• [Task statement]
Extract every line of the records below that contains the word "tabby", copying each one in full.

• [Records supplied]
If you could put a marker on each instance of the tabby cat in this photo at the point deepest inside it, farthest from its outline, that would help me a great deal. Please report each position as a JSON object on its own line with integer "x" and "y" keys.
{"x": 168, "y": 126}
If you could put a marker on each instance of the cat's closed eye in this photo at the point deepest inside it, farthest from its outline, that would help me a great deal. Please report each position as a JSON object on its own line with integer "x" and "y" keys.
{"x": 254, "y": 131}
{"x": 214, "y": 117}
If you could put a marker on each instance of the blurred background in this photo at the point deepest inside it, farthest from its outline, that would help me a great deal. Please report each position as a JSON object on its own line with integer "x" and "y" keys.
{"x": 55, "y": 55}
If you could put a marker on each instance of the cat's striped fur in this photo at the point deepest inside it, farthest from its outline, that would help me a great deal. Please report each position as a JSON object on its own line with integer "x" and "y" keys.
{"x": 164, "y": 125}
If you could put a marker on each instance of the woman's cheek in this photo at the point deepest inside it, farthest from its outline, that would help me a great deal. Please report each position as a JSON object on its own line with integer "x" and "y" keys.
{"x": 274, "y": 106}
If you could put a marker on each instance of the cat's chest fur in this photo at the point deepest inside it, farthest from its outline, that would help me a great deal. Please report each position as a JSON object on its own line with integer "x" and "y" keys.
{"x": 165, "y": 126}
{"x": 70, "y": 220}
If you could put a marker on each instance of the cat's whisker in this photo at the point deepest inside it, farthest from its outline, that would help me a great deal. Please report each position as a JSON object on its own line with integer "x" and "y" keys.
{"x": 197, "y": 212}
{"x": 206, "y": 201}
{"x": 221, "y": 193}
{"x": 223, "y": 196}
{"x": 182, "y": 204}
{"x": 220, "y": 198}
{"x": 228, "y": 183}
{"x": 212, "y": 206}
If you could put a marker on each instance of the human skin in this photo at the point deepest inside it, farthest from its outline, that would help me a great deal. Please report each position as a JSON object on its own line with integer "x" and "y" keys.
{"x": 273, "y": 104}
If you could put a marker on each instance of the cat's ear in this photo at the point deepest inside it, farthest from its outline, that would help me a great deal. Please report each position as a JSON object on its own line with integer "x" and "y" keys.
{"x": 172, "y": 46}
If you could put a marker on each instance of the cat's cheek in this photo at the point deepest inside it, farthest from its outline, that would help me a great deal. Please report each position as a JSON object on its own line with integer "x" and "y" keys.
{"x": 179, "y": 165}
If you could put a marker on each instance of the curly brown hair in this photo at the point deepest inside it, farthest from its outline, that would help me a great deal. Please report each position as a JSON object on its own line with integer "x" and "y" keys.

...

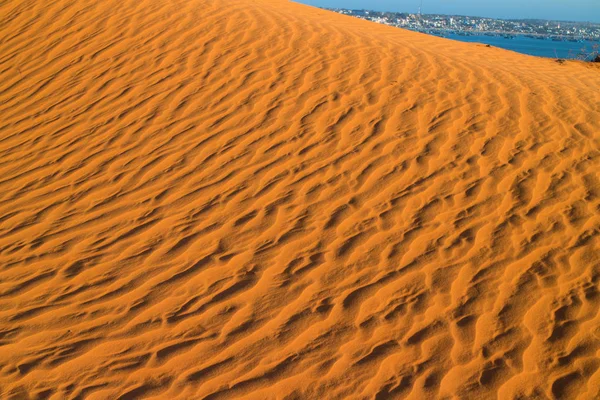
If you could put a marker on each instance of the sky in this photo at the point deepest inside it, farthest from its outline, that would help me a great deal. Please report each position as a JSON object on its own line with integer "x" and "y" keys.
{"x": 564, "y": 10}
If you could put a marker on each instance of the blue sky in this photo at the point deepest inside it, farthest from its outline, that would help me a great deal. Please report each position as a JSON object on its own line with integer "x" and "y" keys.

• [Task result]
If you could put a marker on each instance of the tabby cat in this photo at the point deepest inside it, farthest from its outline, that would help me a great deal. Please report each position as a JSON object on its own line with integer "x" and "y" keys.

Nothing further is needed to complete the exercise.